**Selected excerpt:**
^^^^^^^^^^^^^^^^
In the six years since the end of the 1996-2006 civil war, Nepal has witnessed five governments. But the constitution that was to usher a New Nepal is yet to see the light of day.

world Updated: Sep 06, 2012 00:09 IST
Utpal Parashar

In the six years since the end of the 1996-2006 civil war, Nepal has witnessed five governments. But the constitution that was to usher a New Nepal is yet to see the light of day.

Political instability due to continuous power struggle among the major parties has caused immense economic loss to the country listed among the least developed nations.

The latest macroeconomic report by Nepal Rastra Bank, the country’s central bank, says inflation reached a three-year high of 11.5% in mid-July. Not good news for most citizens.

And with the government hiking prices of petroleum products on Sunday, inflation is set to climb further.

Lack of adequate domestic production due to various factors including political instability and power crisis has made Nepal heavily reliant on imports of almost all kinds of goods to meet the demand.

Depreciation of the Nepali rupee, which is permanently pegged with its Indian counterpart, against US dollar in past months is one reason why imports have become more expensive and led to high inflation.
^^^^^^^^^^^^^^^^
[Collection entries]

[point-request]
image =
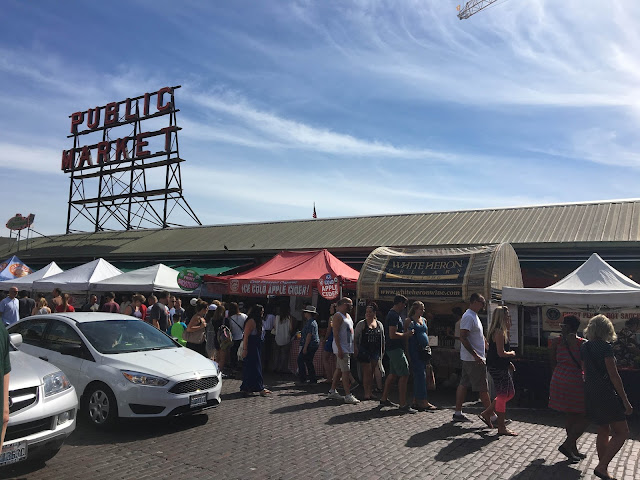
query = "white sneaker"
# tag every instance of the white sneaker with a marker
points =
(334, 395)
(350, 399)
^^^^^^^^^^^^^^^^
**Direction 1:** List every currency mentioned in the article on Nepal's political instability and economy.
**Direction 2:** According to the article on Nepal's political instability and economy, what inflation rate did Nepal Rastra Bank report for mid-July?
**Direction 3:** Continue the article on Nepal's political instability and economy, starting after its final sentence.

**Right answer 1:**
- Nepali rupee
- Indian rupee (referred to as "its Indian counterpart")
- US dollar

**Right answer 2:** Inflation reached 11.5% in mid-July, a three-year high.

**Right answer 3:**
Prime Minister Baburam Bhattarai knows the importance of foreign investment and stresses signing of the Bilateral Investment Protection and Promotion Agreement with India as one of the important achievements of his one year in office.

However, confidence of investors in Nepal hasn’t yet been restored. In the past year several businesses, both set up with foreign investment and those by domestic investors, have shut shop.

The dismal manufacturing sector — due to instability, power crisis, labour problems and shoddy policies — has failed to create jobs, leading nearly 1,000 Nepalis to leave home daily and search for avenues abroad.

As per Federation of Nepalese Chambers of Commerce and Industry data, the country witnessed a drop of 30% in foreign direct investment in 2011-12 in comparison to the last fiscal.

But instead of learning lessons, political parties have again started engaging in another round of removing governments and installing new ones.